====== INPUT DATA ======

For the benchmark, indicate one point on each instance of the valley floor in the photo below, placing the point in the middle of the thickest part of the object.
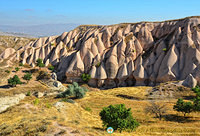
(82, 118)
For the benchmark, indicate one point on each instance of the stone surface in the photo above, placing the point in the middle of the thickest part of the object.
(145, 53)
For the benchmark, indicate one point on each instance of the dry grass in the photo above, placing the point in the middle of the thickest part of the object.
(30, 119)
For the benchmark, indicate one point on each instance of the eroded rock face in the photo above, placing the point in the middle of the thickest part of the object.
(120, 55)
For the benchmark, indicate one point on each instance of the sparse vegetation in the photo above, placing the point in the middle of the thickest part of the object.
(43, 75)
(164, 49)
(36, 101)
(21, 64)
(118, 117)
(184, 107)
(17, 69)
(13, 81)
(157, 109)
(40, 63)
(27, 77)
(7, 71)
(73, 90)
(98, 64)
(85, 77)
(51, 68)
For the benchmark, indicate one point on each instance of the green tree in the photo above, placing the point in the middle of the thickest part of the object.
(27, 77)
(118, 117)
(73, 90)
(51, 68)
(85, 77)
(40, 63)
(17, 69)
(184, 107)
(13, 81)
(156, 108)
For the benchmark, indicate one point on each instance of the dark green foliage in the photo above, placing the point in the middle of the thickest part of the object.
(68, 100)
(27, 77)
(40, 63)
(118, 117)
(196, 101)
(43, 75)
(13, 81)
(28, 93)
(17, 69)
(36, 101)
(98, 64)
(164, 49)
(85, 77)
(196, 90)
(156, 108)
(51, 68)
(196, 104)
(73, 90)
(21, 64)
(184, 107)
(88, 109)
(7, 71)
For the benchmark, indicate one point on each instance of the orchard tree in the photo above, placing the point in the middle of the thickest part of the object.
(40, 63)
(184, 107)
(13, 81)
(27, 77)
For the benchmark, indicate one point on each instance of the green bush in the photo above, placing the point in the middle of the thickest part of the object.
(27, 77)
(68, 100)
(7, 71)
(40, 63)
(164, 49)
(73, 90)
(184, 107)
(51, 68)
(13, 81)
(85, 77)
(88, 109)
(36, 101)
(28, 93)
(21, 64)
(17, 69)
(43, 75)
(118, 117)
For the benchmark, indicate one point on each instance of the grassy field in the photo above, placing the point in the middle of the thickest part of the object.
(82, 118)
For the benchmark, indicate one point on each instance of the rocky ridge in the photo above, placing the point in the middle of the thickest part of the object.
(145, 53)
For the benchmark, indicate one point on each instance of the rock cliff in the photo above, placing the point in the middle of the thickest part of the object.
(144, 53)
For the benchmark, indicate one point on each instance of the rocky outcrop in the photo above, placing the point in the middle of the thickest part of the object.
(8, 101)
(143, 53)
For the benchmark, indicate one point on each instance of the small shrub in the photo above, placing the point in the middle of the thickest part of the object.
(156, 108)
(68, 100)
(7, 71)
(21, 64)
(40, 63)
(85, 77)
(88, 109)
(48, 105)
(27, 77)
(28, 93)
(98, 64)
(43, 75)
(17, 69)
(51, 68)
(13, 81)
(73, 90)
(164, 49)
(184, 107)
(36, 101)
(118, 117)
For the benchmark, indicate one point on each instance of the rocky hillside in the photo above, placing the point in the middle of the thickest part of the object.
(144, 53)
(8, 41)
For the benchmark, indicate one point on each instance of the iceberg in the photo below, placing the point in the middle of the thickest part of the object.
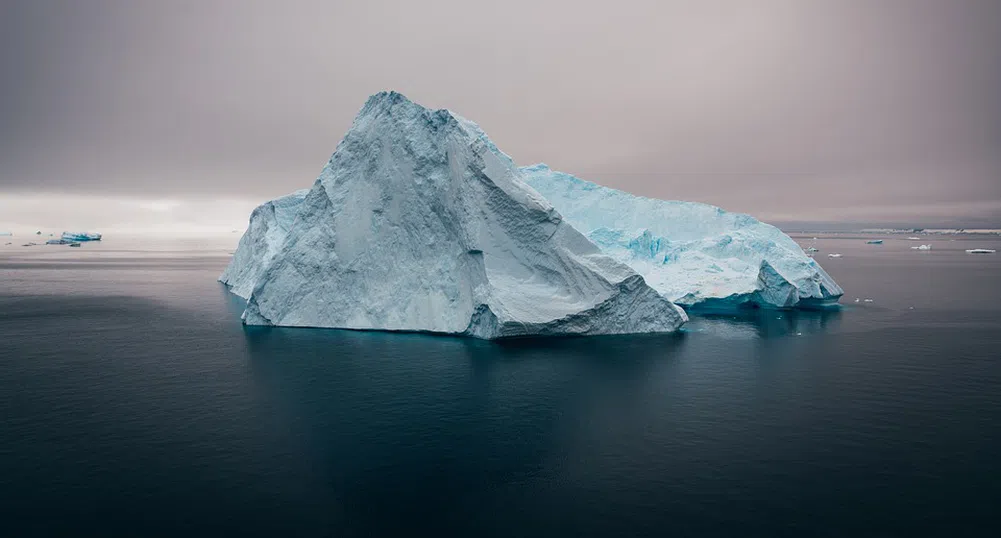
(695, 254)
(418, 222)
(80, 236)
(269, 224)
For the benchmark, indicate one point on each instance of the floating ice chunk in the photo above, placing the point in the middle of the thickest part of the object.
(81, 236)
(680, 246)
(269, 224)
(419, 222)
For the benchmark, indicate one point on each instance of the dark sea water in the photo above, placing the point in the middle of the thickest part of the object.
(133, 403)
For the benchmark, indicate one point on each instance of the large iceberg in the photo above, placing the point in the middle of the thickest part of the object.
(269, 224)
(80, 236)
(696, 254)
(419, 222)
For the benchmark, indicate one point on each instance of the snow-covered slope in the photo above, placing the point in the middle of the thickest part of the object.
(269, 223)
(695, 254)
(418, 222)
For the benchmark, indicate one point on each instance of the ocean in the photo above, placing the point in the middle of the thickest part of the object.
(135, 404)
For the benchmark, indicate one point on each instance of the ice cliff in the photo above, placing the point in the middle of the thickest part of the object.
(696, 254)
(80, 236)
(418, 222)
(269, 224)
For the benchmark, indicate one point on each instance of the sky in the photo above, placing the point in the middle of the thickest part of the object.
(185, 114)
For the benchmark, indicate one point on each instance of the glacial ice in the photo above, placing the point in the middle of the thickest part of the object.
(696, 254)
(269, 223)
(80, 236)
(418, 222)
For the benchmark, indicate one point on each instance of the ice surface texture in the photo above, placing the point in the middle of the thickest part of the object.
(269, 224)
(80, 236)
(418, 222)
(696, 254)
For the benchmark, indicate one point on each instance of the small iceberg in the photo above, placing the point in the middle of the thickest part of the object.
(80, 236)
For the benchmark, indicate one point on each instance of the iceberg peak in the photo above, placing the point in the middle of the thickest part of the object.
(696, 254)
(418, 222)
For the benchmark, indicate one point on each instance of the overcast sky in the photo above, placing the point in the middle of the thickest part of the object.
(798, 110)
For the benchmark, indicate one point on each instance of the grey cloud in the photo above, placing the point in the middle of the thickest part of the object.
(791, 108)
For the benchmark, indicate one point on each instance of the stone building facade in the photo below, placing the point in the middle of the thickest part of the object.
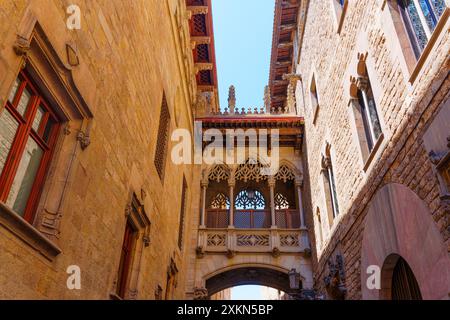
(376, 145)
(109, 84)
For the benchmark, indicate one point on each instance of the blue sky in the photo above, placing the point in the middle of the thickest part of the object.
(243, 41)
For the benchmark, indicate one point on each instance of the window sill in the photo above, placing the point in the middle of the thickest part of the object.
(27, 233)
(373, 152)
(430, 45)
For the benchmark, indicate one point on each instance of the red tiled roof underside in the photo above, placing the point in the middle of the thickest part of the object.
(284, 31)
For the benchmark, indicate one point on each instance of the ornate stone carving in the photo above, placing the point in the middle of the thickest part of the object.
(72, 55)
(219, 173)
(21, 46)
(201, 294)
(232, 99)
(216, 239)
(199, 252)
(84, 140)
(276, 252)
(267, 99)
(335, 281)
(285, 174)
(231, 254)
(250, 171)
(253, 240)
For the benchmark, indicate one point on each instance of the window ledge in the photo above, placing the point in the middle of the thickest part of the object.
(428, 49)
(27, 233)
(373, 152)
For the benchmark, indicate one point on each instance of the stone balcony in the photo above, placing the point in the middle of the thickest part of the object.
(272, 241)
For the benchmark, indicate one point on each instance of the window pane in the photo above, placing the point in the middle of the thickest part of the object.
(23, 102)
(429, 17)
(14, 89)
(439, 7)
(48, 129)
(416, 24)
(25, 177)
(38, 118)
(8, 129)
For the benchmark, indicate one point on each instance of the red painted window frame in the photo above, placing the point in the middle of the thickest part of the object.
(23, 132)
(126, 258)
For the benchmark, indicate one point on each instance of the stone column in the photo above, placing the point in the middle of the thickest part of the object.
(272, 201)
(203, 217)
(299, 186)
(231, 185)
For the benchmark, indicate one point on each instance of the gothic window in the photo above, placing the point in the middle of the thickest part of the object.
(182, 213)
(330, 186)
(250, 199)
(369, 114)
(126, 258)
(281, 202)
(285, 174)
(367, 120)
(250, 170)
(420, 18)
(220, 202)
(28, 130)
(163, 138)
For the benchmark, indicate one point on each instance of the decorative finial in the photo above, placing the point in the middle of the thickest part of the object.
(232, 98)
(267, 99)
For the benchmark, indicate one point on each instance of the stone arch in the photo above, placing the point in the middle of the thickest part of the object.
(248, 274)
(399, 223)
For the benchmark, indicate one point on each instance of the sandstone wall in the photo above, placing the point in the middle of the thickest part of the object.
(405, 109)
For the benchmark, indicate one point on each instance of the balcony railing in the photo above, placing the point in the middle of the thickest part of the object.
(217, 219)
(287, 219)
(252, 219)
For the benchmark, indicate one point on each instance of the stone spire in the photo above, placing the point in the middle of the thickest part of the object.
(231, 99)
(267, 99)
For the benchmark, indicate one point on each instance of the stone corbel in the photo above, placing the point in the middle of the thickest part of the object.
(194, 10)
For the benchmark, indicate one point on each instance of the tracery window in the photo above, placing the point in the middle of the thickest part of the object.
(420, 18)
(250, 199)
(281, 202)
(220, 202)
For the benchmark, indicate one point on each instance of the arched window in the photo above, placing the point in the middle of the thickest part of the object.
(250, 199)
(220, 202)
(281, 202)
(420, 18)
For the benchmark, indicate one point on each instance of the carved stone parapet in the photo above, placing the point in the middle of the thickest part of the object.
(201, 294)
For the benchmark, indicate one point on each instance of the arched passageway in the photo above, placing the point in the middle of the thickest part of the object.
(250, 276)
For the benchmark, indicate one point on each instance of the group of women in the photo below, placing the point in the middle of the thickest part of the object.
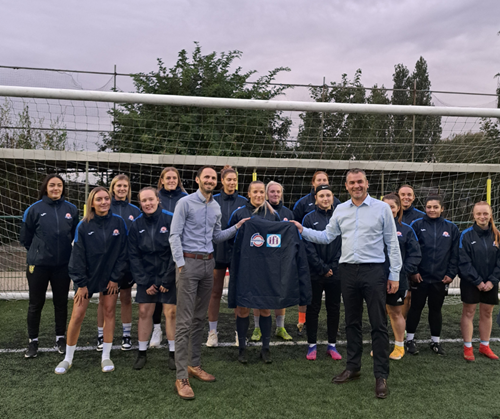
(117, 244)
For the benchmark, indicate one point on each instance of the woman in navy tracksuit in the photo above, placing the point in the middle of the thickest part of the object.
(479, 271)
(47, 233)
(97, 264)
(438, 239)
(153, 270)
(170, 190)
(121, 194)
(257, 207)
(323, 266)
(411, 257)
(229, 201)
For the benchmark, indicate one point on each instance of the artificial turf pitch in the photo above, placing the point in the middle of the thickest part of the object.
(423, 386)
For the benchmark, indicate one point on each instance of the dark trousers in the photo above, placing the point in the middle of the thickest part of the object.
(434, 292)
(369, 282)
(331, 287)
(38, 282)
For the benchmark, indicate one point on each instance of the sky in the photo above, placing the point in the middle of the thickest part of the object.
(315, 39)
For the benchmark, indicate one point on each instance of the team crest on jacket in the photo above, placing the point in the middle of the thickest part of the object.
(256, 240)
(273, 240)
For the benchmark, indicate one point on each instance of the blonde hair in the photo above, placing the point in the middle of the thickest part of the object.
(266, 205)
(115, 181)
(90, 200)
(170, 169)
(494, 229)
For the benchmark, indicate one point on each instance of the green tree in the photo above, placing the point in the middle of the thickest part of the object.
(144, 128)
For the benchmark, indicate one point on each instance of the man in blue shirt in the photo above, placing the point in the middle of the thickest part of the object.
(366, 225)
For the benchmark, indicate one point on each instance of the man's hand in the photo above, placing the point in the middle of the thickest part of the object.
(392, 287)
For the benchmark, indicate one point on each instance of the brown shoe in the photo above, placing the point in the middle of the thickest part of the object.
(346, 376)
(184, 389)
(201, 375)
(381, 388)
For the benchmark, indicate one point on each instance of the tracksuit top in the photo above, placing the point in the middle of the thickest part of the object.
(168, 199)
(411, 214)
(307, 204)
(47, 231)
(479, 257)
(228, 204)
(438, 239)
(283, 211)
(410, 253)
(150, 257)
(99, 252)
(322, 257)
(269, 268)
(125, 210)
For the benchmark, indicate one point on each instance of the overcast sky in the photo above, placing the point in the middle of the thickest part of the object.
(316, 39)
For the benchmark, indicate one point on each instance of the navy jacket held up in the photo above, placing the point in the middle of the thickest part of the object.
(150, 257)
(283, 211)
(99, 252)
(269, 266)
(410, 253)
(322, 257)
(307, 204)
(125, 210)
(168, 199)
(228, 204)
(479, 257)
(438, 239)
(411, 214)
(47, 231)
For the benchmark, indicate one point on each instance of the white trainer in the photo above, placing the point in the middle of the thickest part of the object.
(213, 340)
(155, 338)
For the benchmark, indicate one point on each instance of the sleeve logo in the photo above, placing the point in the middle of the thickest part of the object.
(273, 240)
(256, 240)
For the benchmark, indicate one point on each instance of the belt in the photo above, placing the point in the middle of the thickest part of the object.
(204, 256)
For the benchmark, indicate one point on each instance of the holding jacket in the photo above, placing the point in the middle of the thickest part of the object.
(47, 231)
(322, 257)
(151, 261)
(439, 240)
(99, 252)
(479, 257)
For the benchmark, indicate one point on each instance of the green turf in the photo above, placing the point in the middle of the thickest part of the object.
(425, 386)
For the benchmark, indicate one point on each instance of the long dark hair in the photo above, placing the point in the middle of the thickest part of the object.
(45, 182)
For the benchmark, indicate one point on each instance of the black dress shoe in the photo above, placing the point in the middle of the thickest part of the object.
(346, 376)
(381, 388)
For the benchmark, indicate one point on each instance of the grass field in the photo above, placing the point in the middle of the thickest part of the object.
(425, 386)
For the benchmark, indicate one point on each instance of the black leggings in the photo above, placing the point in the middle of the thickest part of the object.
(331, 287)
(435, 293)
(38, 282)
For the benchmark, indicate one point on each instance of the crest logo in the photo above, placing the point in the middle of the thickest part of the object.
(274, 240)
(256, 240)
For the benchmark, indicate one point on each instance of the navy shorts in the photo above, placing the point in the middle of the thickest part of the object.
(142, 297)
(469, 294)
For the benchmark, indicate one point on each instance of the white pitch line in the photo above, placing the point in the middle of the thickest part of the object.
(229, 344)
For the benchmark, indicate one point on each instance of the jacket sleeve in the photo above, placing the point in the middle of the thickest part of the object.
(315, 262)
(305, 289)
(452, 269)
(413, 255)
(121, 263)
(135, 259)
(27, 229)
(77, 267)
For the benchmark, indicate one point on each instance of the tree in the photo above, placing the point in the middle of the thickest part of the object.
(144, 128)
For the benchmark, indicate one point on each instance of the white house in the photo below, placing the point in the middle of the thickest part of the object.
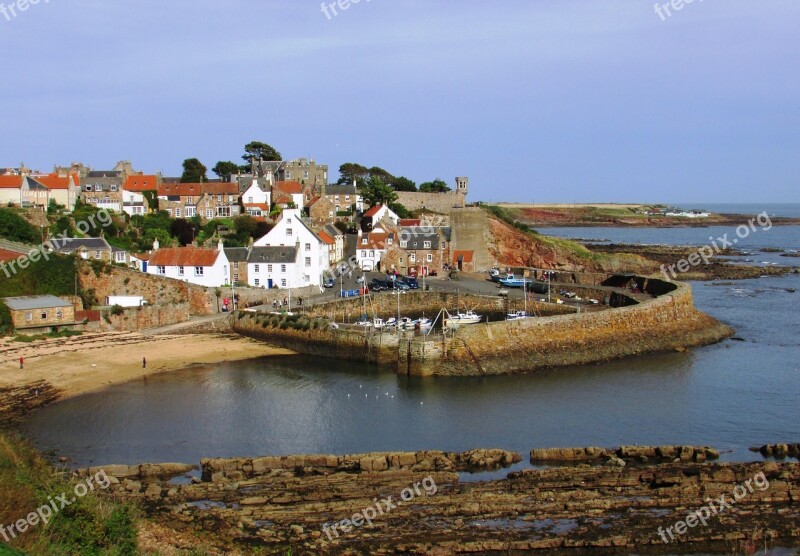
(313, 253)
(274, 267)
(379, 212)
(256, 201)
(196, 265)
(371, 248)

======

WHAT IS ASKED: Output exactly the lines from the line with "of the holding" to the last line of the records, including both, and leave every picture out.

ANSWER IN FULL:
For the benchmark, indicate one point on each instance of the holding jacket in the photo above, placing the point in the middle of the thickest part of the object.
(47, 231)
(322, 257)
(151, 261)
(439, 240)
(99, 252)
(479, 257)
For the benchmark, indicate one point on each instance of the green turf in the photo above, placing the point in the middle of the thickest part of the object.
(425, 386)
For the benchmark, indicate one point on each instance of the long dark hair in the photo above, placing the point in the middle of the thickest part of the object.
(45, 182)
For the benchmark, indicate one point on each instance of the black dress shoe in the photo above, placing the point in the middle of the thickest part of the object.
(346, 376)
(381, 388)
For the benchmark, indicate one point on each instance of the grass field in the photo above, placing the point in the middle of the thickest part of the object.
(425, 386)
For the benchmark, indicate one point on each instance of the black leggings in the photo above, placing the point in the middle of the thickest part of the object.
(331, 287)
(435, 293)
(38, 282)
For the benchmark, indicate one point on each instance of the crest logo in the photo above, placing the point in the middle of the thickest part of the object.
(274, 240)
(256, 240)
For the benchmark, indicate one point on each instance of the navy shorts in the photo above, placing the point in the middle of the thickest part of the object.
(142, 297)
(469, 294)
For the benchmark, indicate one point on each instance of the white pitch line in the photo above, placing the point in the middle of the thickest part of the object.
(229, 344)
For the benchmark, indicate one point on each instance of the jacket sleeve in the photo above, placing the point in the middle of the thickest part of the object.
(315, 262)
(305, 289)
(452, 269)
(413, 255)
(121, 263)
(135, 259)
(27, 229)
(77, 267)
For the benchmark, indicate one point on each instance of the tree in the photo above, placing the point in the middle of the thickest part of the object.
(144, 128)
For the benchmark, indicate one point on each instance of the white house in the photo below, placing the point in the middle of the thickest part of the object.
(313, 253)
(274, 267)
(379, 212)
(256, 201)
(196, 265)
(371, 248)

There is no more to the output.